WHAT IS BEING ASKED. All entries are to be transcribed exactly. Pictures are not part of the copy.

-.-.-

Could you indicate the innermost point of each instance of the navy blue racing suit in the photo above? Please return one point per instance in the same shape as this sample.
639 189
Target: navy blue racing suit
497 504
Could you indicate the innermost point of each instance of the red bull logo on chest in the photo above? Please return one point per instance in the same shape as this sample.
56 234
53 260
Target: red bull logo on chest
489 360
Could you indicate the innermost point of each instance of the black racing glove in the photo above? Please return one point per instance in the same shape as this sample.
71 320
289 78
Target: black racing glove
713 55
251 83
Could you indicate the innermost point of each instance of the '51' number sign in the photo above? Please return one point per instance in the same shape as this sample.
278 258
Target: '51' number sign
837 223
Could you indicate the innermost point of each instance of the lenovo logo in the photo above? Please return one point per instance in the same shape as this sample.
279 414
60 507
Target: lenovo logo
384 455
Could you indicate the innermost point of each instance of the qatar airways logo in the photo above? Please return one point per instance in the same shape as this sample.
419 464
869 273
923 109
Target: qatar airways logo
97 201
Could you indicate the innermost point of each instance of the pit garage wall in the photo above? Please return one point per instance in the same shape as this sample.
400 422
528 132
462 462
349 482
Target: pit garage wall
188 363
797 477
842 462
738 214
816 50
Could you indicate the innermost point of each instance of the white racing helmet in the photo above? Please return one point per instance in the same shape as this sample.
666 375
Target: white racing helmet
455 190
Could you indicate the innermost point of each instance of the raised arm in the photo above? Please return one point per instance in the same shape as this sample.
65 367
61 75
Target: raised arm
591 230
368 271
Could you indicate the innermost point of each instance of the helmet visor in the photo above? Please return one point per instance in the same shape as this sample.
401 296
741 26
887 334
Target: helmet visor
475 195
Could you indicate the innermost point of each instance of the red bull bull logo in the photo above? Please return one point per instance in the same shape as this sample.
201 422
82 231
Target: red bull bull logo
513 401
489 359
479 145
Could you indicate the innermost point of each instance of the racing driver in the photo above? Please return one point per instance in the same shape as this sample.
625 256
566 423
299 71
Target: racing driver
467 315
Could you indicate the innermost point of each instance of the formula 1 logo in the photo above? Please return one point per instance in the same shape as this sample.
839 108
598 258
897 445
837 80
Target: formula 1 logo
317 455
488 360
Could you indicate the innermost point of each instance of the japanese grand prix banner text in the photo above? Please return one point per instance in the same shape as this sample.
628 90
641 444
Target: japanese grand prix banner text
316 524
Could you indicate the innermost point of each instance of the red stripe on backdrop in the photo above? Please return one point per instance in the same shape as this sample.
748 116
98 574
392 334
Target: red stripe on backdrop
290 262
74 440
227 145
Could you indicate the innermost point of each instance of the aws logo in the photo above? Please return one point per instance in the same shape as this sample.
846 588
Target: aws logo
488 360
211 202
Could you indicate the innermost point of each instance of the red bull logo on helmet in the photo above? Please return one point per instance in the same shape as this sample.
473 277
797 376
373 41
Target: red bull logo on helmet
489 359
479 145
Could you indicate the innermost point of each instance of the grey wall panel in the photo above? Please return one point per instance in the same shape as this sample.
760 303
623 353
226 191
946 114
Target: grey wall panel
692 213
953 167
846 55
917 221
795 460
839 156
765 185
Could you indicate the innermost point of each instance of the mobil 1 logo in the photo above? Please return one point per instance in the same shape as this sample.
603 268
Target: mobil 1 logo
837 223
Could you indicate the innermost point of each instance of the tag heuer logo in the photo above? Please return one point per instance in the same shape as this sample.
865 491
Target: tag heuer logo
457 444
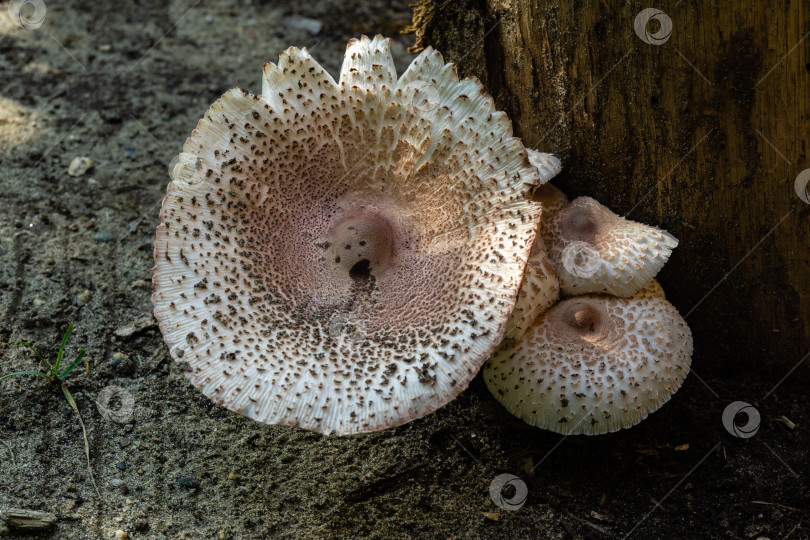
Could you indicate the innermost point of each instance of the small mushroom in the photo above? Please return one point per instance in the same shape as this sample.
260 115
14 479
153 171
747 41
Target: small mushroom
344 256
597 251
593 364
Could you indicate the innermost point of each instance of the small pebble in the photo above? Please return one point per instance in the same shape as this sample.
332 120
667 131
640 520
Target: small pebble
141 284
80 165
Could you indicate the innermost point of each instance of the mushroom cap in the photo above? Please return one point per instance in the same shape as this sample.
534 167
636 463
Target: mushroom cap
540 288
548 165
593 364
597 251
653 289
343 256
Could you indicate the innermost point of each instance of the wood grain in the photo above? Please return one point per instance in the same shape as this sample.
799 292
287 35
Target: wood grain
702 135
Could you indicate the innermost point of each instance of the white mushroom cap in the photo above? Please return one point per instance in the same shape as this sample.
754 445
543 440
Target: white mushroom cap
596 251
540 288
539 291
653 289
343 257
593 364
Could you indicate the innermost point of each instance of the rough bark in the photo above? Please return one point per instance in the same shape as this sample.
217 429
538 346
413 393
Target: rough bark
702 135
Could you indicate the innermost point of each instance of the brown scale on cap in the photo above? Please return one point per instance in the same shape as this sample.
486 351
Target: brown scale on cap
343 256
597 251
594 364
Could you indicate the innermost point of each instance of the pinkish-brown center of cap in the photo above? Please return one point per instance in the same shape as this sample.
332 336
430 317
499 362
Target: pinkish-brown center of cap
361 245
580 223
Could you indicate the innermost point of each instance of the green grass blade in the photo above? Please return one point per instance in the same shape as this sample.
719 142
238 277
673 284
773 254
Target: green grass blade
30 347
62 349
72 365
17 373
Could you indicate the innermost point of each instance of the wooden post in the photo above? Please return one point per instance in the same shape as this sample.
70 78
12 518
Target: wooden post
701 130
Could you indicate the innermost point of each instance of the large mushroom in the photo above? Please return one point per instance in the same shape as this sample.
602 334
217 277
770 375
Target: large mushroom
594 364
343 256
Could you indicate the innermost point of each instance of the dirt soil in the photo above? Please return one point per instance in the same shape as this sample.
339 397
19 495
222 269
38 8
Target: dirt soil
124 83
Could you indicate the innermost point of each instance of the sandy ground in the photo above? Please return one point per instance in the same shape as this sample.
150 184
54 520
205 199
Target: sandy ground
124 84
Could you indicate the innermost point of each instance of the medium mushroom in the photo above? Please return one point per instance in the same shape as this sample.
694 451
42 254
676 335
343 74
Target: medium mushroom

-.-.-

ANSWER.
Could you indicate the innermost point of each instance of the navy blue racing suit in the photo above? Please return one point per instance in the same shape as this sample.
639 189
Target: navy blue racing suit
497 504
Could you indicate the innermost point of each instance of the red bull logo on chest in the photo above? Please return one point per instance in the same shape as this sample.
56 234
53 260
Target: red bull logo on chest
489 360
Could you indicate the innermost point of each instance of the black racing glove in the photo above? Please return one point per instance in the same shape as this sample.
71 320
289 78
Target: black racing glove
713 55
251 83
Could you indicate the innermost point of each instance of the '51' number sign in the photo above? Please return one point per instance in the same shape as this sample.
278 258
Target: '51' number sign
837 223
Could you indicate the innermost point of each instance of the lenovo logo in the photo above? Please return one point per instance in the same shape as this sample.
279 414
60 507
Target: lenovo logo
384 455
Could you indicate the innermost point of each instance of the qatar airways logo in the photo above? Please return one point per instance in the same shape as this sample.
419 464
869 273
923 109
Target: qatar airways logo
97 201
Could you indicate the innermost point of each instance of the pit garage wall in the photo above? Please return one point per instance in the same shape as this sample.
400 422
528 132
462 462
349 482
Target: pit garage wall
188 363
797 477
842 462
738 214
816 50
Could you indicate the innermost point of each instance of the white racing helmet in the photo above? Please return one point per instance in the same shape as this sample.
666 375
Target: white racing helmet
455 190
Could you indicate the innermost point of each instance of the raised arm in the photo above? Please return one point per instance in the same shape as this sample.
65 367
61 75
Target: raised arm
591 230
368 271
Could you indicate the innermost point of each instance of the helmet visor in the photo above? Please return one point per instance in the same shape as this sample.
401 296
741 26
887 334
Target: helmet visor
475 195
Could you indicate the innermost point of each instance of the red bull bull logo in the photo above? Please return one point per instance in the same shape as this sample.
201 422
82 231
Target: red bull bull logo
513 401
489 359
479 145
Could you indicate the innermost point of each instance of the racing driver in the photo above? Please return one point per instance in the same shape as this sample.
625 256
566 423
299 71
Target: racing driver
467 315
Could you indicate the innermost point of each instance of the formula 1 logo in the photo above? Please return one point per instance in the same shape as this sample.
839 108
598 258
897 445
837 80
Target: formula 1 logo
317 455
488 360
Could you indicate the innermost point of each instance of the japanese grand prix banner text in the photo above? Please return one point per instance in the same shape as this sample.
628 90
641 444
Target: japanese grand prix banner text
316 524
Could you indicate the innermost point of each instance of the red stripe on backdrop in the photo above? Please return one point per instance in the same shape as this sample.
748 116
98 574
392 334
Target: red stripe on backdrop
290 262
74 440
227 145
Could you indicate the innermost point of each instance of the aws logo in the photo above? Please return one point per instance in the same shape as this sample.
846 588
Target: aws logo
488 360
211 202
Could you indicate the innermost point of each instance of the red bull logo on helmet in the photo above? Please return one point per instance in the same shape as this sample.
473 277
797 376
373 41
Target: red bull logo on helmet
489 359
479 145
Could you indicate the innermost point of each instance of the grey wall panel in the photo above? Please return one point per instance in the same shape as this sample.
760 303
623 353
226 191
946 114
Target: grey wall panel
692 213
953 167
846 55
917 221
795 460
839 156
765 185
Could you indicate the innermost point of each instance of the mobil 1 logo in the photo above? Please return one point per instance in the same shape as this sample.
603 268
Target: mobil 1 logo
837 223
Could you indicate the innermost point of each instance of the tag heuer logo in the photo above? Please return one point per instance in the same shape as this sample.
865 491
Target: tag heuer logo
457 444
Could you indicate the innermost point of each instance of the small mushroom in the photo above? Please return one point per instance in the same shape as this sample.
260 115
14 479
153 171
747 41
Target: small mushroom
344 256
597 251
593 364
Could you indicate the innermost point of each instance of the small pebble in the photo above? Please return one point per instance in the same shape as this sample.
332 120
667 131
640 520
Target: small pebble
141 284
80 165
Could you indicate the innermost point of each instance of the mushroom cap in the photo above? Please return one point per instance in the same shape as this sample.
534 167
636 463
Target: mushroom cap
540 288
548 165
593 364
597 251
653 289
343 256
Could you indicate the innermost point of each instance of the wood grain in the photo above? Please return one point per instance in the same shape as this sample.
799 292
287 35
Target: wood grain
702 135
Could you indicate the innermost point of each instance of the white mushroom cap in the photo above? Please return one point per instance in the same shape as this sample.
754 445
543 440
Target: white mushroom cap
596 251
540 288
539 291
653 289
343 257
593 364
Could you indicate the innermost point of each instance of the rough bark in the photo above? Please return one point per instance in the same shape as this sample.
217 429
538 346
413 393
Target: rough bark
702 135
Could you indicate the innermost point of each instance of the brown scale on cap in the photo above? Please return one point per instance in the same shape as this sample.
486 351
Target: brown scale on cap
343 256
597 251
594 364
Could you indicate the innermost point of each instance of the pinkish-brown center of cap in the photo above? Please return one point per instance in the same shape as this sample.
332 336
430 317
499 362
Target: pinkish-brown center of cap
361 245
580 223
Could you indicate the innermost point of each instance of the green grass blade in the photo above? Please return one point per instance in the same shape as this sample.
719 142
238 277
673 284
773 254
Target: green grass blade
30 347
62 349
72 365
17 373
Could you indicate the innermost point of each instance of the wooden post in the photo above? Please return one point per instance in the same shape as this sample.
70 78
12 518
Target: wooden post
701 130
Could you indicate the innermost point of each instance of the large mushroom in the photo above? Please return one point per instance in the same shape as this sample.
602 334
217 277
770 375
Target: large mushroom
594 364
343 256
Could you indicate the innermost point of each instance of the dirt soil in the photo above? Please return one point per instance in the same shape as this sample.
339 397
19 495
222 269
38 8
Target: dirt soil
124 83
Could you indicate the innermost point of each instance of the sandy ground in the photo above? Please return one point per instance in the same shape as this sample.
150 184
54 520
205 199
Target: sandy ground
124 84
Could you indicate the innermost point of each instance of the medium mushroom in the photo above? Please return one point per instance in the same shape as this sample.
694 451
42 254
676 335
343 74
Target: medium mushroom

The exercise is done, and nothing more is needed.